#### Try it
Whenever "room" appears in a line, please copy that line from the data.

#### Dataset entries
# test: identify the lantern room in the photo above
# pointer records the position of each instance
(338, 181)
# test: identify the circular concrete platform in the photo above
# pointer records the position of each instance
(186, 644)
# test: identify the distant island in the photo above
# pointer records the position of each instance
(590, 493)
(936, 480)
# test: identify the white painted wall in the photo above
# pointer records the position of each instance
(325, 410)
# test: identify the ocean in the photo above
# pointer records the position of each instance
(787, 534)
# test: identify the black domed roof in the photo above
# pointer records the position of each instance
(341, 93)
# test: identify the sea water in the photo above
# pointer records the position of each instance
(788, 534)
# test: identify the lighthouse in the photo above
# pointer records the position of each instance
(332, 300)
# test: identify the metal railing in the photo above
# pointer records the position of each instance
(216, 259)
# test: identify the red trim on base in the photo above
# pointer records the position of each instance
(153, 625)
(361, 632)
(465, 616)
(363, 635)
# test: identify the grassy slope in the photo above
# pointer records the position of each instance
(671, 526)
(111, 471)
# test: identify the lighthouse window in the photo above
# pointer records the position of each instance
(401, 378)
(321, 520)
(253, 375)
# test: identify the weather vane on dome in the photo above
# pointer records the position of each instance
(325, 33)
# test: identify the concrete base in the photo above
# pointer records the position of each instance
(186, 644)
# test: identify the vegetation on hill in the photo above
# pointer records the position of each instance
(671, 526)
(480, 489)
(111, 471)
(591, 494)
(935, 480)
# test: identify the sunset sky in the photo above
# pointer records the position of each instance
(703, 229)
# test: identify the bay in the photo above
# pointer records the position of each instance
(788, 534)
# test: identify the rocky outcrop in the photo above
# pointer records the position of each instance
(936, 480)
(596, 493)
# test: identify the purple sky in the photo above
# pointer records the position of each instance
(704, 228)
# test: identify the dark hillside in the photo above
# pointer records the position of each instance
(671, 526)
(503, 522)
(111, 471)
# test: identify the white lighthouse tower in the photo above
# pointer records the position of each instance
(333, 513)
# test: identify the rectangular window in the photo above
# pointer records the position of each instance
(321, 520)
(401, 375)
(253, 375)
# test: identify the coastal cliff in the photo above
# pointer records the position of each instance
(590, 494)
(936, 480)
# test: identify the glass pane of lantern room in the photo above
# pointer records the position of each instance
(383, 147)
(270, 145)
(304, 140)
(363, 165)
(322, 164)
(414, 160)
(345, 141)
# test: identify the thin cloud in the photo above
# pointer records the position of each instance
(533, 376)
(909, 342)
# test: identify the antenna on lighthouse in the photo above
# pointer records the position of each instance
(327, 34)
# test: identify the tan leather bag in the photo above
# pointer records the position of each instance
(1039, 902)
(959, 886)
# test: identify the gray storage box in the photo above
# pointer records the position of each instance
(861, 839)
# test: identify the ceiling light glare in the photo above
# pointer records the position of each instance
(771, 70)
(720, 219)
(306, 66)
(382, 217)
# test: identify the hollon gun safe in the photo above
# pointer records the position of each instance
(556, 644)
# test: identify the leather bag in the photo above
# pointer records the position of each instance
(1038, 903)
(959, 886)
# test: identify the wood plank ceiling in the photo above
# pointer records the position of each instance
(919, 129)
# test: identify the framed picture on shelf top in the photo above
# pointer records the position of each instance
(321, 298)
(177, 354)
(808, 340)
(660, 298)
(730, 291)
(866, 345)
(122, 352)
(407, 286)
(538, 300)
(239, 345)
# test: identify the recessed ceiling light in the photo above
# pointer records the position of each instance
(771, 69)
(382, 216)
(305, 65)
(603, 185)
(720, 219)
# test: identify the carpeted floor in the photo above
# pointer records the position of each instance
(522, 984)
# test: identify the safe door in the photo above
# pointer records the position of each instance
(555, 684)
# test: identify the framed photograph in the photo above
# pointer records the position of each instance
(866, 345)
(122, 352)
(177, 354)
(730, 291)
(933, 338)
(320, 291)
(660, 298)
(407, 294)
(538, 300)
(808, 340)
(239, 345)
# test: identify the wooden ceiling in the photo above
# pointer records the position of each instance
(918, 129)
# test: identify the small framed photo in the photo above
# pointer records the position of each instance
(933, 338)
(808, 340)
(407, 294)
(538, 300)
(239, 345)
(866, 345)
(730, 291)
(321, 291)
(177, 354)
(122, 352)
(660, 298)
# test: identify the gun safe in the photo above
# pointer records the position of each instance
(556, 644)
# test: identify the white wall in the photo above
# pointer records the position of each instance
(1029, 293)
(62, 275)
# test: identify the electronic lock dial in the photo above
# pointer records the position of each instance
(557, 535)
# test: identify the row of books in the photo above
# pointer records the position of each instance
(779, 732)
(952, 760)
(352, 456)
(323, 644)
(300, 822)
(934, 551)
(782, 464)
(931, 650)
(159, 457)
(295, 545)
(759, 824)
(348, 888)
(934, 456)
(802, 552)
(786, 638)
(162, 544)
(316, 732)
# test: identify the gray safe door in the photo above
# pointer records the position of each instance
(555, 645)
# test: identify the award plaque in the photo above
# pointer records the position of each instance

#### Answer to the exercise
# test: identify the lantern room in the photo above
# test: identify the glass pane of lantern room in the photo above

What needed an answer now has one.